Task prompt: Return each line of the rows below that contains the string "head", treating uppercase and lowercase as different.

************

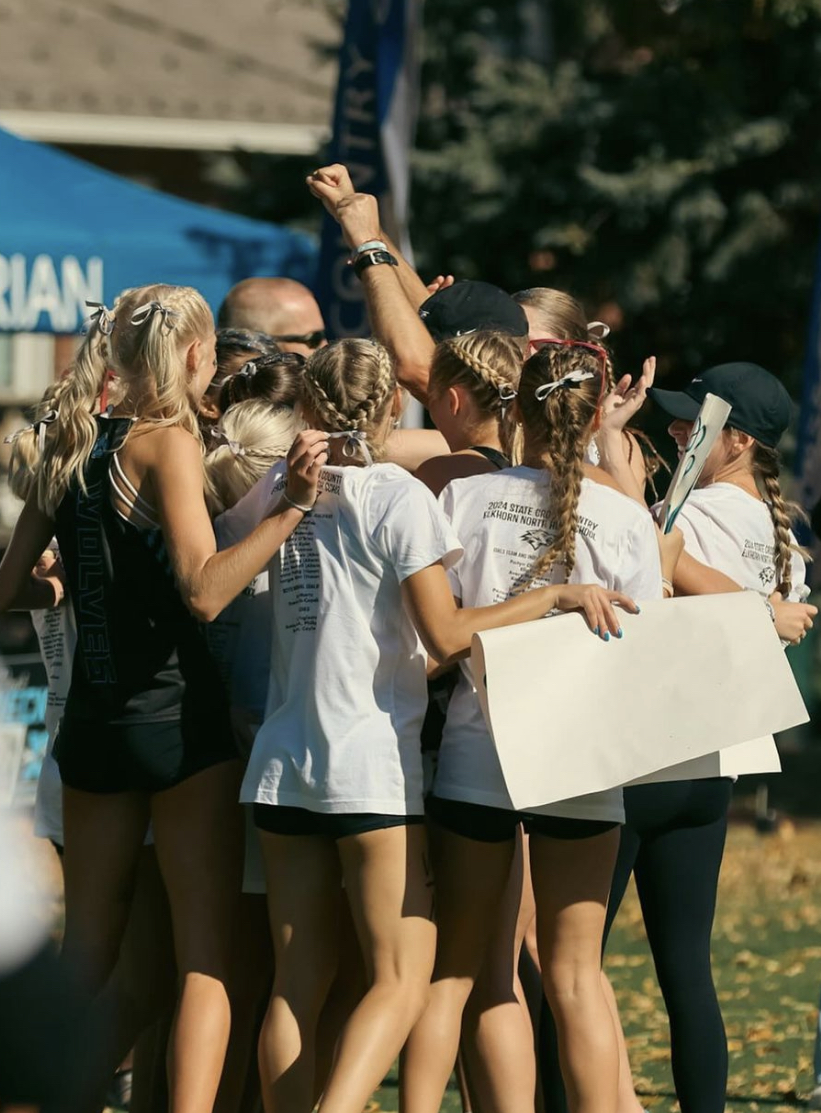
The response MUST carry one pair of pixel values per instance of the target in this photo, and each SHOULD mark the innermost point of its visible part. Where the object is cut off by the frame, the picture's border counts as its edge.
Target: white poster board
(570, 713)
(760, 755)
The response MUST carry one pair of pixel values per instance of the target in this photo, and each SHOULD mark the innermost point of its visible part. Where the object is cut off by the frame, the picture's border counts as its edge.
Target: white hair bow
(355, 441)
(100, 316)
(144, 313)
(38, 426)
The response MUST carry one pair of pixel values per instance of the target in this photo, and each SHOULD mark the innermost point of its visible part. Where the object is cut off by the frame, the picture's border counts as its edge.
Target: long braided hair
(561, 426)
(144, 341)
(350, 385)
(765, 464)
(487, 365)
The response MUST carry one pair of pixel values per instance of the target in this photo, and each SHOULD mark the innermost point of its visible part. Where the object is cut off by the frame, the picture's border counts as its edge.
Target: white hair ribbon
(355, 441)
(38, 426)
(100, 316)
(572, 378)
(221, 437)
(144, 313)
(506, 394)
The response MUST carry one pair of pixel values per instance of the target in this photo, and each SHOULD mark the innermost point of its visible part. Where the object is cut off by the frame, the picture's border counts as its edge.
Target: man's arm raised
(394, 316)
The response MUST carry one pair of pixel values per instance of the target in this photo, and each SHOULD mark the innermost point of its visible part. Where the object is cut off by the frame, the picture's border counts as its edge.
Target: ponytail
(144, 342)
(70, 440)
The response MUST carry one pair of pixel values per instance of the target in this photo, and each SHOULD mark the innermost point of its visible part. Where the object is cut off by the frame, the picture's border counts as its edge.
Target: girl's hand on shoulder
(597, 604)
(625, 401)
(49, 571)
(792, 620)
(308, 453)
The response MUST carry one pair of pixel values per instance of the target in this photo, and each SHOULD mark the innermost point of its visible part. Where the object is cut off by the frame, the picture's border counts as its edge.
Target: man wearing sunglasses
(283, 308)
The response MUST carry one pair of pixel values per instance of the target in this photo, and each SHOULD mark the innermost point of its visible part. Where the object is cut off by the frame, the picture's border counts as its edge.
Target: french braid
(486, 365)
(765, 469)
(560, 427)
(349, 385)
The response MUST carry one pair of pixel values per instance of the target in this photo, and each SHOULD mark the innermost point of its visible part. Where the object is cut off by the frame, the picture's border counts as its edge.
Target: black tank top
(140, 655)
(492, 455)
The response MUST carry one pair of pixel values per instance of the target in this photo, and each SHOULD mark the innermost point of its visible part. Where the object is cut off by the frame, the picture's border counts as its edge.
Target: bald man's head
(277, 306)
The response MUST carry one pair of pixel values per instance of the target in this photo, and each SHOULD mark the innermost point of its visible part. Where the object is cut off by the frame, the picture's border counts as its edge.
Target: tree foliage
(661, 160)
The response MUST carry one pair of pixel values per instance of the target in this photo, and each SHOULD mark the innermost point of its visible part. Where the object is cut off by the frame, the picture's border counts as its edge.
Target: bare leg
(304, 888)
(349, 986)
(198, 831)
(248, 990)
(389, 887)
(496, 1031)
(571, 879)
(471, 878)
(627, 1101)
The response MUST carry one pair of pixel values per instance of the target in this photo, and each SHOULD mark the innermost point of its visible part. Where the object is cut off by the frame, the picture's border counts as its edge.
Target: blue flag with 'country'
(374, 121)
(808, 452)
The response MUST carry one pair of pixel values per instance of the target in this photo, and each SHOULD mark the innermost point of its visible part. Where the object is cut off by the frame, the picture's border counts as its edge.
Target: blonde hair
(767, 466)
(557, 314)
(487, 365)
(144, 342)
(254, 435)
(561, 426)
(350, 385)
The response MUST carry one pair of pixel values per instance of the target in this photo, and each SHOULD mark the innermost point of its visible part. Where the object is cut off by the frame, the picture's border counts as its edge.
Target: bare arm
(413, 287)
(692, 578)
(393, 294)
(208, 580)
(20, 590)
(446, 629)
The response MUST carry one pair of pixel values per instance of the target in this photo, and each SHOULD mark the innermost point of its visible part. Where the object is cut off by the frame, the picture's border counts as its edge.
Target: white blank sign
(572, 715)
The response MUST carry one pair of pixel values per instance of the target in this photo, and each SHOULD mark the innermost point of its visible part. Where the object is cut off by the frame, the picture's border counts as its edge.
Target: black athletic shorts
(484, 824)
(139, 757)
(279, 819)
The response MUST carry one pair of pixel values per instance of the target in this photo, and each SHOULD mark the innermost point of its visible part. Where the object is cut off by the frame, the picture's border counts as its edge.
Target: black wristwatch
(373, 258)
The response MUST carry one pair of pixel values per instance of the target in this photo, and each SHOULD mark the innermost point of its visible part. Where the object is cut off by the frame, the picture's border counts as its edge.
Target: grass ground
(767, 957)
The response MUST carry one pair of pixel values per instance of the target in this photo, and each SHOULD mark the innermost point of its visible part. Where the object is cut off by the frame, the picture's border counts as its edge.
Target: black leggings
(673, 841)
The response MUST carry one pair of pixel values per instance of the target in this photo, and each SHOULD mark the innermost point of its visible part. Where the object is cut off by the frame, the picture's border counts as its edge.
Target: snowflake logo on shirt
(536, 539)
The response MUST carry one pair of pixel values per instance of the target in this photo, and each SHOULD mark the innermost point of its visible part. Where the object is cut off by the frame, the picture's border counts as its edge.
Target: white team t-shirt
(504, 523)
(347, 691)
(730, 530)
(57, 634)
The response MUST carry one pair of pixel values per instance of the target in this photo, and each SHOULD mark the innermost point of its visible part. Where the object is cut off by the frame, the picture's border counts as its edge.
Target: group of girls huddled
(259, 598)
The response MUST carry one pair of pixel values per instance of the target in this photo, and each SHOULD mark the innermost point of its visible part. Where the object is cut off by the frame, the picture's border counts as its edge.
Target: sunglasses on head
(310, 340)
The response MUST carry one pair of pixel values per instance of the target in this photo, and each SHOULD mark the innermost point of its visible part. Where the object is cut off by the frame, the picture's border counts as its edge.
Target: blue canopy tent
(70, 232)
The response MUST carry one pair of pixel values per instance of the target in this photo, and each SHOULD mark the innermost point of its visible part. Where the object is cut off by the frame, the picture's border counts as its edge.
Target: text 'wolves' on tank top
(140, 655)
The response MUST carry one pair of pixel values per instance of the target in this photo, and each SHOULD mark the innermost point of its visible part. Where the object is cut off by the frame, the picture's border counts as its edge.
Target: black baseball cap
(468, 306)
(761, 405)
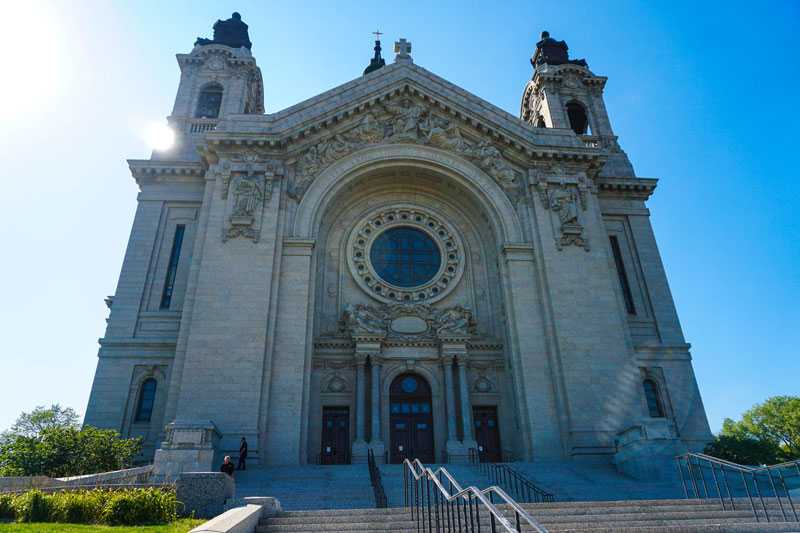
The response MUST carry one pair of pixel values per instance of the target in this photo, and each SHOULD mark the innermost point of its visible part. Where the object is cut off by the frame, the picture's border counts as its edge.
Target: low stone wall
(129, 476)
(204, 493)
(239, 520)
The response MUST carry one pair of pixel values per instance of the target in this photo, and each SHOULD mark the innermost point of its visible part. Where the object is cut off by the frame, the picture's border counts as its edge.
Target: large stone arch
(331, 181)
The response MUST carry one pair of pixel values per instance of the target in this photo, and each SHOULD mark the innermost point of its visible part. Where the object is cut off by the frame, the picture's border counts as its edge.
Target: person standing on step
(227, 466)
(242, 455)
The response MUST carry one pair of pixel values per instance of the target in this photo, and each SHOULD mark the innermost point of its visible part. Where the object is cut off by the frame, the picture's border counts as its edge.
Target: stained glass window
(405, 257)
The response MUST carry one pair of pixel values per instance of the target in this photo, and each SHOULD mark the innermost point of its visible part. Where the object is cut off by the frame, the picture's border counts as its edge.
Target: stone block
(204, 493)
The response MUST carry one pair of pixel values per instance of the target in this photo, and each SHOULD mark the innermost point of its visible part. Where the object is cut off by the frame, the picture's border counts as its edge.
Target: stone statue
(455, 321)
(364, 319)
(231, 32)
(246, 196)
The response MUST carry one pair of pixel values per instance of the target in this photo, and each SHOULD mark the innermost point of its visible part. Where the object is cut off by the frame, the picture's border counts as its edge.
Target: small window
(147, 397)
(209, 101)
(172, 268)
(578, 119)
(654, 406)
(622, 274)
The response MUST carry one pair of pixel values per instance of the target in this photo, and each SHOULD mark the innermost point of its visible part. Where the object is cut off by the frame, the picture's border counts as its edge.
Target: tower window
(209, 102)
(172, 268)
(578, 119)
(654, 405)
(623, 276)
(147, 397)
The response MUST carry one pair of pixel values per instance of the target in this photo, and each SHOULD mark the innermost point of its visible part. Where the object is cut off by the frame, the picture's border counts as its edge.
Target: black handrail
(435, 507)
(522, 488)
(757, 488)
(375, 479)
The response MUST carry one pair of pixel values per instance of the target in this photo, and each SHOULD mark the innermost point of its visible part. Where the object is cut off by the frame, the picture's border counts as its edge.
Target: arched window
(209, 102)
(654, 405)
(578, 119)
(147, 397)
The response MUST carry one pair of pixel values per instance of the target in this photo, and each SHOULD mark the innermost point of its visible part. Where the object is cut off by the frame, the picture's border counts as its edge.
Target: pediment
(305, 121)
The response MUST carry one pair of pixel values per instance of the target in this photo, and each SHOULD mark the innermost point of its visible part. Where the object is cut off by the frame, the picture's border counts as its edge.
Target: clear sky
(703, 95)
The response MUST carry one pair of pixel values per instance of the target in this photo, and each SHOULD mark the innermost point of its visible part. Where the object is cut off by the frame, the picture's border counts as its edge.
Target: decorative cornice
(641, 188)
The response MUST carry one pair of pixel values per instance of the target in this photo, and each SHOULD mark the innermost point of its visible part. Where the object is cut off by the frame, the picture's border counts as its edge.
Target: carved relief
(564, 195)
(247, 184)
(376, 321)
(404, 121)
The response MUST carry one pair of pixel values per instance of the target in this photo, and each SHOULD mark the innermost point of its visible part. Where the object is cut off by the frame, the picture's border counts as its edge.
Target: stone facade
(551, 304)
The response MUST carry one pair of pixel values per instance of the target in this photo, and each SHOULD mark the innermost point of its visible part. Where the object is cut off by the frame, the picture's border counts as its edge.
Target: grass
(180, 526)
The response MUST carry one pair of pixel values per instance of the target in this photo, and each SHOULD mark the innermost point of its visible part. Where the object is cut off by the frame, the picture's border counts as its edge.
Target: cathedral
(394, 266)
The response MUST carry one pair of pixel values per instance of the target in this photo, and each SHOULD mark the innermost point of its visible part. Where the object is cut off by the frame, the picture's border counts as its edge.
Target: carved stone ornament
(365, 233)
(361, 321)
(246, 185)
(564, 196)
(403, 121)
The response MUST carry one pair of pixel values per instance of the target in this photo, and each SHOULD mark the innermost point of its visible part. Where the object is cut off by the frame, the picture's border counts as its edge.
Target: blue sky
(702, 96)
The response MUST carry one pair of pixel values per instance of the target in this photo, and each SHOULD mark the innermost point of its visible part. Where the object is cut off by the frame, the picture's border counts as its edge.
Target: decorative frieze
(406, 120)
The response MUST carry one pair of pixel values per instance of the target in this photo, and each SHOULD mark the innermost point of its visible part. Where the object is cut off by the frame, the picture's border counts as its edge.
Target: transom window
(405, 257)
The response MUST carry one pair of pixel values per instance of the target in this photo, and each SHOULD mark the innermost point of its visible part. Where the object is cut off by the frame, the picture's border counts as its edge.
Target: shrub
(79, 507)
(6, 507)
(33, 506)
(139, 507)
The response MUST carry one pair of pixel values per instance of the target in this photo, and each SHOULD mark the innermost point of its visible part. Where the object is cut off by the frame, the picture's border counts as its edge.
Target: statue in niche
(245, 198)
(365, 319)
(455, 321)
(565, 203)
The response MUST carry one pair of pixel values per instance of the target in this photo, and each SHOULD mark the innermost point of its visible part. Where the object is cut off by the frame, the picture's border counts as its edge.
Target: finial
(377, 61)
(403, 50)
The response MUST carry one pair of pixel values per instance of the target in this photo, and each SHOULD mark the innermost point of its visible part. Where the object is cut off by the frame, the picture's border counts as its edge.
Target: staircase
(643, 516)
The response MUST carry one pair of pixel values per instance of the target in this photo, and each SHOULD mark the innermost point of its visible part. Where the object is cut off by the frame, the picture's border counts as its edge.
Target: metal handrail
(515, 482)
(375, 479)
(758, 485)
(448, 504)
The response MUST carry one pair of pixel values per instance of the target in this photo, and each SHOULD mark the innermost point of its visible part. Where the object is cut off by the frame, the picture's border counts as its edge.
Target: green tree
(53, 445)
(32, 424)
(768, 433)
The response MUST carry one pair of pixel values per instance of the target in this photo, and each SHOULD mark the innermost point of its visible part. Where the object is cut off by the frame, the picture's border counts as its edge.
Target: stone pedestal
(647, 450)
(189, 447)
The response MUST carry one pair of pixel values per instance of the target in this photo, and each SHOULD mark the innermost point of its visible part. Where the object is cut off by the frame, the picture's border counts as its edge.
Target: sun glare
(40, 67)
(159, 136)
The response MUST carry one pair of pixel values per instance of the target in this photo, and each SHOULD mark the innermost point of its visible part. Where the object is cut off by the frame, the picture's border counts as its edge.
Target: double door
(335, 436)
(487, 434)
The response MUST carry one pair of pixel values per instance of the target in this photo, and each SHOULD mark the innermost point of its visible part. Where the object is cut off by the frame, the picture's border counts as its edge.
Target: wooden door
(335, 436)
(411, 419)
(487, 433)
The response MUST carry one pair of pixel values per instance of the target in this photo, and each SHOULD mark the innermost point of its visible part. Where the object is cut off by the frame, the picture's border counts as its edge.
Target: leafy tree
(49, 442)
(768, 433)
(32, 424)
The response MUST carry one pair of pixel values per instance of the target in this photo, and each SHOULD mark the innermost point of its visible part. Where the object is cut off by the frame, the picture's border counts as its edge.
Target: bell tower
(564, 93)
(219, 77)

************

Answer to the problem:
Target: bald man's head
Target: sunglasses on head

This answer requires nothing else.